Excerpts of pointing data
=-=-=

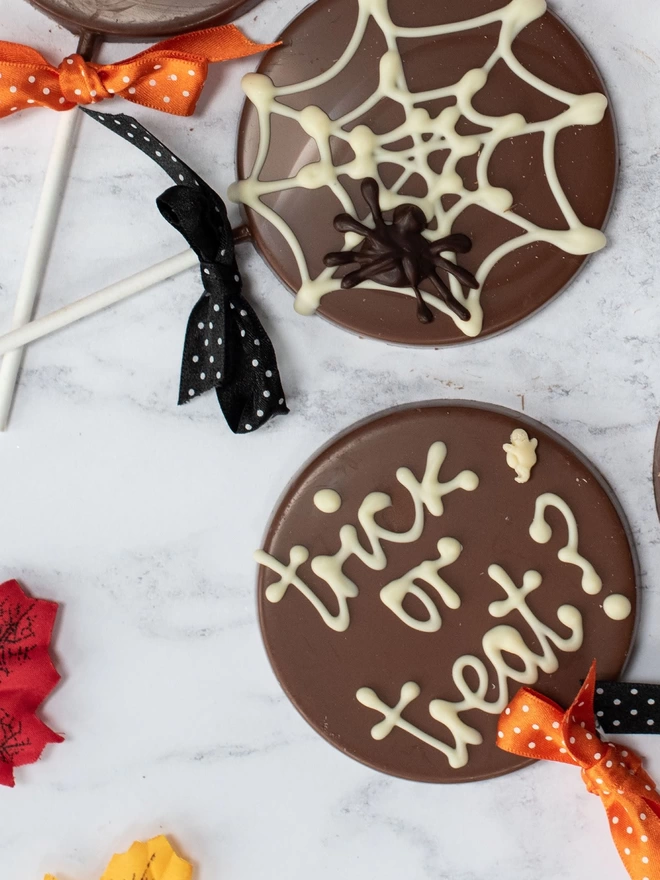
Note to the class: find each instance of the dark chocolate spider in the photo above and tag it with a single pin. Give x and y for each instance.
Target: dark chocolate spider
(396, 254)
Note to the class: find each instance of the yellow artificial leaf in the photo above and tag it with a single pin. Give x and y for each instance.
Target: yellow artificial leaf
(153, 860)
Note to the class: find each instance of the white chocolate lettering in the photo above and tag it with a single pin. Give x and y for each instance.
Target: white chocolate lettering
(425, 494)
(541, 532)
(497, 642)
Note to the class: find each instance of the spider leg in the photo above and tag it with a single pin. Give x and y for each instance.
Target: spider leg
(367, 271)
(424, 313)
(346, 223)
(466, 278)
(448, 297)
(457, 244)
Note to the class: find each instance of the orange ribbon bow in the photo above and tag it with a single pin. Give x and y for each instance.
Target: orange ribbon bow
(169, 76)
(535, 727)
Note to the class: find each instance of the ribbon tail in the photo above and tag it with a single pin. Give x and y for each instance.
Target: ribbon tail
(252, 393)
(222, 43)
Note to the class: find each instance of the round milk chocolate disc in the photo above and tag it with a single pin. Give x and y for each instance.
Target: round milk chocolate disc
(135, 19)
(487, 116)
(426, 565)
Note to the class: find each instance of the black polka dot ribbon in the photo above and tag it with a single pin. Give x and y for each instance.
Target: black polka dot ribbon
(226, 346)
(624, 707)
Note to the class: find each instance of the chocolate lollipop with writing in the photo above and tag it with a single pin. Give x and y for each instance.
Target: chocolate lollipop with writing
(75, 81)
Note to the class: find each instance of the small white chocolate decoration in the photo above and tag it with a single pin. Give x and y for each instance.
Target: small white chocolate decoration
(521, 454)
(327, 501)
(617, 607)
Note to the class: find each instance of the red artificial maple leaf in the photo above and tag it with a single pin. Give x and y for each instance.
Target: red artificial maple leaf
(27, 676)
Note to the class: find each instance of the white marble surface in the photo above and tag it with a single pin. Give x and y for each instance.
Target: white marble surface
(140, 518)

=-=-=

Your instructions
Render the records above from the line containing "Note to the class: find each instance of the spider" through the end of the records, inclusive, as a two-column CSV with the columns "record_text" and "answer". Write one row per record, enclose each field in double quotes, and replace any line breaks with spaces.

Answer to the problem
record_text,answer
"Note to the class: find each instance of the spider leg in the photo above and tag it with a single pin. Give x and y for each instance. Target: spider leg","(367, 271) (424, 313) (346, 223) (466, 278) (448, 297) (457, 244)"
"Note to the class: find each instance of the orange ribbon bow in the photo above and tag it with a single pin. Give x and y for each instance. Target: orange ribbon bow","(169, 76) (535, 727)"
"Note to the class: find each instance of the ribbon tail in the photo above and tag it with a single pin. Give x and y for each instance. Target: ribbon tail","(252, 393) (222, 43)"
"Note to the class: find each instance of the round milk chocolate disc in the photo above and tag it with a single pin. Give x and y for each instance. Target: round milk chocolate disc","(135, 19) (487, 116) (426, 565)"
"Note to the class: find each instance of the black polka dot ribbon in the photo above and tag it with a single pin. Give x and y for each instance. Target: black polka dot ribbon","(226, 346) (624, 707)"
"Note to the class: find each instance of the chocolate lollipop with writing in the photo above and tag it with a single pin. Give x and y for each instance. Target: chocolate lollipop with writing","(75, 81)"
"Note to the class: find each instance of the small white chocolate decoration in the photo above and tag it with a single pin. Give x and y for each instance. Target: small white chocolate decoration","(521, 454) (327, 501) (617, 607)"
"Note to the class: find each instance of the red artificial maple leaf in the photo above and tag it with a single pin. Give x and y for each instance. Target: red artificial maple leaf","(27, 676)"
"Note to the class: find each instance of the white marble surface in the photo above and tag it with a single pin. Give x and y for each instance. Target: white marble surface","(140, 518)"